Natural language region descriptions
----

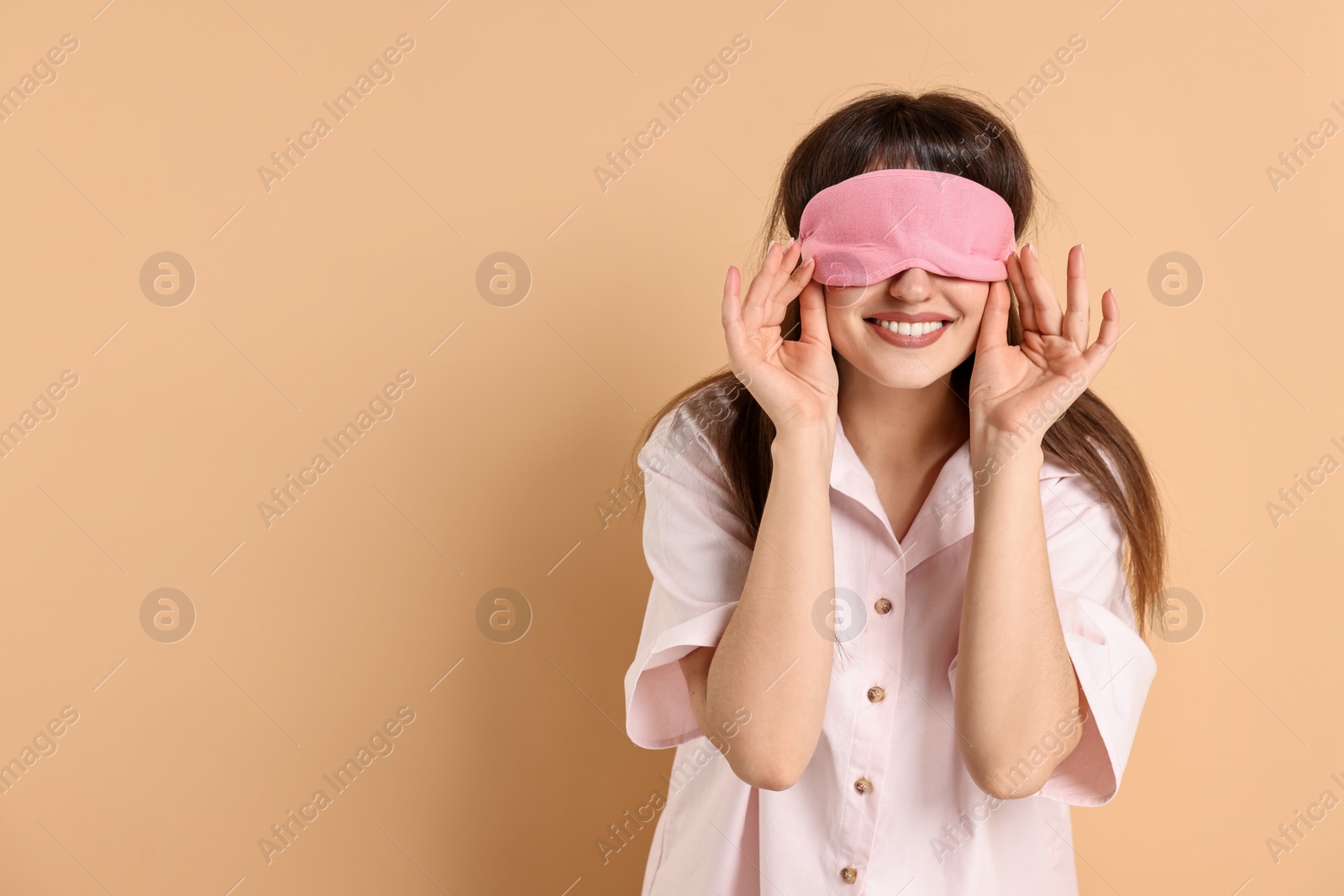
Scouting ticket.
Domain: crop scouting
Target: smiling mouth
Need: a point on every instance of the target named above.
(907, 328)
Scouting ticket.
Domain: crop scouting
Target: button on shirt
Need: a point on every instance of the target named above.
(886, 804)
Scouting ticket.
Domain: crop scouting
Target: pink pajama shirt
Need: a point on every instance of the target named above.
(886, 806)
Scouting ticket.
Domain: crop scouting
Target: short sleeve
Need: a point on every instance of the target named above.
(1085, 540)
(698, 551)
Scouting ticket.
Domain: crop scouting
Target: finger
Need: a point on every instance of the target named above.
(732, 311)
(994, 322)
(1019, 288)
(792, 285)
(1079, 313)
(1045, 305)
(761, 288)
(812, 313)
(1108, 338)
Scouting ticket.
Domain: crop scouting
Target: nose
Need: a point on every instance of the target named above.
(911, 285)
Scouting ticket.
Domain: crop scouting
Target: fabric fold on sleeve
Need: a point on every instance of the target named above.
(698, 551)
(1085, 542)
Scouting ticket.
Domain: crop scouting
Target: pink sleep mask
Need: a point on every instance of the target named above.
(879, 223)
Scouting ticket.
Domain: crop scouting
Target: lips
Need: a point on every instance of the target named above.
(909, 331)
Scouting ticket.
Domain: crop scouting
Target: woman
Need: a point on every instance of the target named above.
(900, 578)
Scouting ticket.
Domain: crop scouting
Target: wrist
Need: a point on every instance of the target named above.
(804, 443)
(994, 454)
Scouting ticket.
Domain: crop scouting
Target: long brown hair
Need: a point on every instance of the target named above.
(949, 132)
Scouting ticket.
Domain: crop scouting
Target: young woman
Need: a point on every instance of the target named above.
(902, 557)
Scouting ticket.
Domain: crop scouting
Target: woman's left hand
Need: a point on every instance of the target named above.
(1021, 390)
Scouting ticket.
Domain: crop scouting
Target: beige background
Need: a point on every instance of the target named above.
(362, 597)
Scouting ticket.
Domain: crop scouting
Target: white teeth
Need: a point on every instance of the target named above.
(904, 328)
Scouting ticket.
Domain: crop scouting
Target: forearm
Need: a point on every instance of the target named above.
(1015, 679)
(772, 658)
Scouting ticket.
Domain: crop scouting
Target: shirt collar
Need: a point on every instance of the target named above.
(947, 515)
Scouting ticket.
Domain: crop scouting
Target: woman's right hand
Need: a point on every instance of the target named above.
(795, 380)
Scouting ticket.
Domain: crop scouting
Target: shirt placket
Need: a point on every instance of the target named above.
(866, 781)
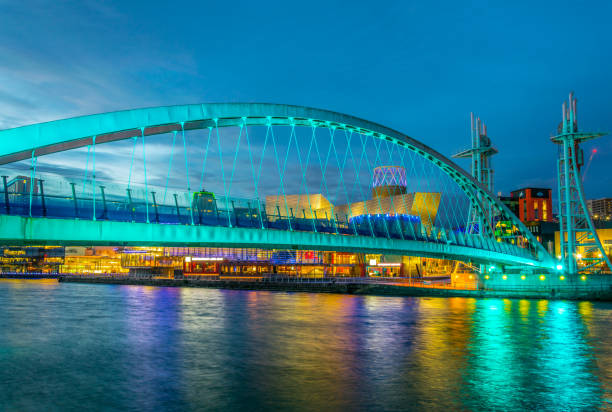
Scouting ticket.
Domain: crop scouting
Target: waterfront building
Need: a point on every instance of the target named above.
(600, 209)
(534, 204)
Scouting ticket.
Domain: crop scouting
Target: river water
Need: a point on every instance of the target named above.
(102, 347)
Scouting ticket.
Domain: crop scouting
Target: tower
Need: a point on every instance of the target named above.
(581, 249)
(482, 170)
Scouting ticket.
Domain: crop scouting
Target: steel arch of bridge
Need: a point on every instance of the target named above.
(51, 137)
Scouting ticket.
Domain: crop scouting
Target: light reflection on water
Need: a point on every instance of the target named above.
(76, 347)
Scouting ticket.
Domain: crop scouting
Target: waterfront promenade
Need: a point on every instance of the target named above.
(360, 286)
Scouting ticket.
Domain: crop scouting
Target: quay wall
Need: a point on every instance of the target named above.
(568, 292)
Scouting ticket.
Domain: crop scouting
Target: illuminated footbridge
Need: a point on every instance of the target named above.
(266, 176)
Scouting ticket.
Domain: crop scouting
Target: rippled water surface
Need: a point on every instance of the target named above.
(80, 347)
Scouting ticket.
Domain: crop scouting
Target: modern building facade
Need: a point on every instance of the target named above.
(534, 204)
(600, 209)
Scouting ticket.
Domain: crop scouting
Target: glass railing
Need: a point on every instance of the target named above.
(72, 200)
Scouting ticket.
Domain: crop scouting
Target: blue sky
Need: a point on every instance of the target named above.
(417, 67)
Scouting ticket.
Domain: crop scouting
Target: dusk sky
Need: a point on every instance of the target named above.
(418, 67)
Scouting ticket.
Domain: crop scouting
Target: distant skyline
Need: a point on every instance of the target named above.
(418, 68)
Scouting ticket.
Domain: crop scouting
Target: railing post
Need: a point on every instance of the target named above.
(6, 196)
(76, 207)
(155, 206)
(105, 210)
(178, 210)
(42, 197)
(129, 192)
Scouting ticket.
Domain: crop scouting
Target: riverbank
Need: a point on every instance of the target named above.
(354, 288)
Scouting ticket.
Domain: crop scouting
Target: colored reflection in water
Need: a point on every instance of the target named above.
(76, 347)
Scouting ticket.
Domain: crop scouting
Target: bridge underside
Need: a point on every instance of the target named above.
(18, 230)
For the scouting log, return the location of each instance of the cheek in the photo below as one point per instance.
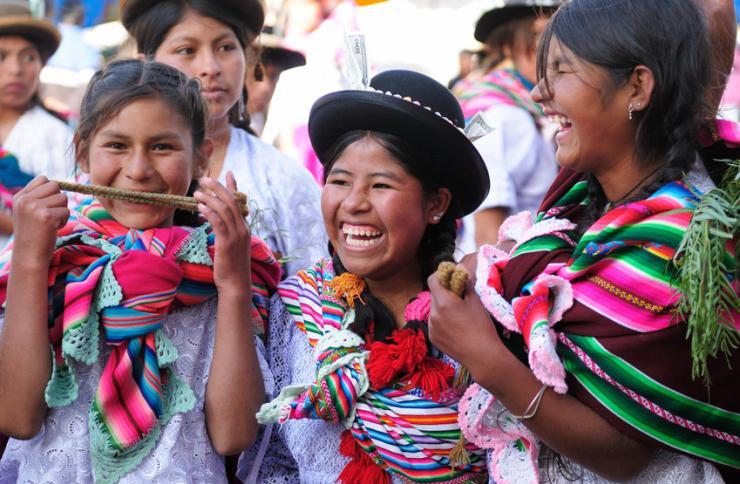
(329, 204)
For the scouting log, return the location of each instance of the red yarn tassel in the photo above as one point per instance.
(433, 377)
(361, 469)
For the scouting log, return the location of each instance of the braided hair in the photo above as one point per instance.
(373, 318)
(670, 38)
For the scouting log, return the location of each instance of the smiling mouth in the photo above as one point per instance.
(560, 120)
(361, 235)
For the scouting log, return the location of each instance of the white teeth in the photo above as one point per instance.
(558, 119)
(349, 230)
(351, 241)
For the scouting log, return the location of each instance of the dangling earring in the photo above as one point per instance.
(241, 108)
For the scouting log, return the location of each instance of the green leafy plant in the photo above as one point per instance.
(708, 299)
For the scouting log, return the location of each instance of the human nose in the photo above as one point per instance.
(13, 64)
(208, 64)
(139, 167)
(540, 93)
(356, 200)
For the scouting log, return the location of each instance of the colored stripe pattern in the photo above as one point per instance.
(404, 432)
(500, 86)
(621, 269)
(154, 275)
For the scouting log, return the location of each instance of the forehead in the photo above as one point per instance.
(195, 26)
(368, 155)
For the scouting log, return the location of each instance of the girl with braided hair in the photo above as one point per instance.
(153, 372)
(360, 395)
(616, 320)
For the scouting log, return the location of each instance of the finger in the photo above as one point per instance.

----

--- How to complete this task ---
Please print each record above again exactly, but omit any pictures.

--- Answer to the exercise ---
Scouting ticket.
Domain: crop scouting
Target: smiling mouth
Need: a point on every instance of the target named above.
(907, 328)
Scouting ticket.
Domain: crop scouting
Target: button on shirt
Need: a point on every instance of the target named above.
(886, 804)
Scouting ticket.
Domain: crop scouting
Target: pink pajama shirt
Need: a point on every instance of the target named above.
(886, 806)
Scouting ticket.
Domain: crop scouting
Target: short sleeve
Need: a point on every instance of the target named above.
(1085, 540)
(698, 551)
Scouting ticket.
Domain: crop scouting
Target: finger
Need: a point on every instance of the target named above.
(732, 311)
(994, 322)
(1019, 288)
(792, 285)
(1079, 313)
(1045, 305)
(761, 288)
(812, 313)
(1108, 338)
Scouting ticket.
Domain: crop scouting
Target: nose
Need: a point on every instance of the target named above.
(911, 285)
Scouting ticket.
Domain: crop scouting
Target: fabric fold on sleeve
Need: a point on every instance of the target named above.
(698, 551)
(1085, 542)
Scouting ticket.
Domain: crop scouting
Target: pink sleep mask
Need: a point on every instance of the target named above.
(879, 223)
Scouting ticket.
Domain: crop scouting
Target: lips
Need: a point on every instance of the target named above.
(909, 331)
Scouting ticket.
Domain: crop scouting
Target: woman
Need: a point on every instance of the target named above.
(900, 578)
Scouting ticket.
Domain: crop scouting
Target: wrist
Need: a point on every instance of the target named above.
(804, 443)
(994, 454)
Scouting ticket.
Domain: crop scouting
Target: long brown hair
Need: a point on every instance of the target named above.
(949, 132)
Scouting ticket.
Domain: crop scouting
Target: young woman
Need: a point on every instance of the target named above.
(902, 557)
Scouting ticket.
Domain: crop scouting
Target: woman's left hand
Need: a point on every instance of the target named above.
(1021, 390)
Scouting ticket.
Domain: crop scouting
Target: beige background
Need: a point on every instance of the target named above.
(362, 597)
Scouting ticket.
Domain: crop scouting
Target: white teeth
Need: a point on every instance of the target named above.
(904, 328)
Scouting ticket.
Domain: crop scouting
Target: forearm
Need: a point on every instance of the target named above.
(1015, 679)
(772, 658)
Scouting ticket.
Domain: crop scouting
Target: shirt collar
Need: a point on every instance of the target named above.
(947, 515)
Scouting ticket.
Domain: crop scouting
Target: woman's right hand
Need: a point on every instance of the target named above.
(795, 380)
Scouting ticket.
Domain: crop scouting
Target: shirt placket
Need: a point on every instance of the target named above.
(866, 781)
Scouting ticket.
Domain: crop scouting
Target: waterfront building
Need: a point on every instance of the target named above.
(600, 209)
(534, 204)
Scouting ticket.
Domain: crop scouting
Target: river water
Need: a point on every instance of the target named above.
(102, 347)
Scouting ticket.
Domain: crop scouting
Target: tower
Need: a point on every instance of the target named above.
(581, 249)
(482, 170)
Scouting ticket.
Domain: crop scouting
Target: steel arch of bridge
Need: a point on every instance of the target named above.
(51, 137)
Scouting ticket.
Domain: crop scouting
Target: light reflection on water
Need: a point on every instance of the target named above.
(76, 347)
Scouting ticket.
Domain: crop scouting
Target: waterfront promenade
Need: a point on every instance of the target named above.
(360, 286)
Scouting ticket.
Domain: crop scouting
Target: quay wall
Need: a point on every instance of the target named above.
(568, 292)
Scouting ticket.
Domain: crop scouting
Target: illuminated footbridge
Need: a point on every instance of the target named above.
(266, 176)
Scouting ticket.
Domain: crop scouting
Target: rippled water surface
Need: a point on every instance of the target named above.
(80, 347)
Scouting ticket.
Domain: crop scouting
Target: modern building facade
Need: a point on every instance of the target named above.
(534, 204)
(600, 209)
Scouting ticket.
Domain: crop scouting
Target: glass railing
Need: a point on every instance of the target named above.
(72, 200)
Scouting ticket.
Domain: crop scouting
Target: blue sky
Need: a point on every instance of the target named above.
(417, 67)
Scouting ticket.
Domain: crop scouting
Target: dusk sky
Need: a point on every instance of the target named above.
(418, 67)
Scouting ticket.
Domain: crop scouting
Target: distant skyline
Need: a point on every instance of the target named above.
(418, 68)
Scouting ticket.
Domain: crop scouting
Target: railing post
Need: a point on every instance of the target named above.
(6, 196)
(76, 207)
(155, 206)
(105, 210)
(178, 210)
(42, 197)
(129, 192)
Scouting ticket.
Domain: crop scouting
Target: riverbank
Need: a point on every instance of the target named above.
(354, 288)
Scouting ticket.
Domain: crop scouting
Target: colored reflection in water
Need: a point on every instance of the target named above.
(76, 347)
Scouting ticket.
Domain: crop scouting
Target: bridge underside
Need: a point on every instance of the target named above.
(18, 230)
For the scouting log, return the location of each instance of the cheek in the photo below as one point per instance.
(329, 204)
For the scouting log, return the location of each instance of the red yarn tassel in the photo above as one point per instance.
(433, 377)
(361, 469)
For the scouting log, return the location of each instance of the braided hair in the photo above as one point per instance.
(373, 318)
(670, 38)
For the scouting log, return the location of each instance of the smiling mouth in the photo above as one point per instance.
(560, 120)
(361, 235)
For the scouting log, return the location of each instance of the white teeth in the photo above as one point per instance.
(558, 119)
(349, 230)
(351, 241)
For the scouting log, return the location of each instance of the dangling earring in the photo above as one point per instance.
(241, 108)
For the scouting log, return the location of each instance of the green leafy plant in the photo above as one point per instance.
(708, 299)
For the scouting log, return the location of each instance of the human nose in the photo above as one point per instance.
(13, 64)
(208, 64)
(139, 167)
(540, 93)
(356, 200)
For the scouting log, return the location of each instance of the colored stripe pattern in the photo above as one point per instance.
(404, 432)
(500, 86)
(621, 269)
(154, 275)
For the scouting log, return the location of each instance of the forehead in the photo above as one point per instance.
(195, 26)
(368, 155)
For the scouting log, return the location of each instance of the girl with braided hair in the photo above as one point per instance.
(153, 372)
(360, 395)
(616, 320)
For the scouting log, return the location of each instance of the finger in the photo above as one point per instance.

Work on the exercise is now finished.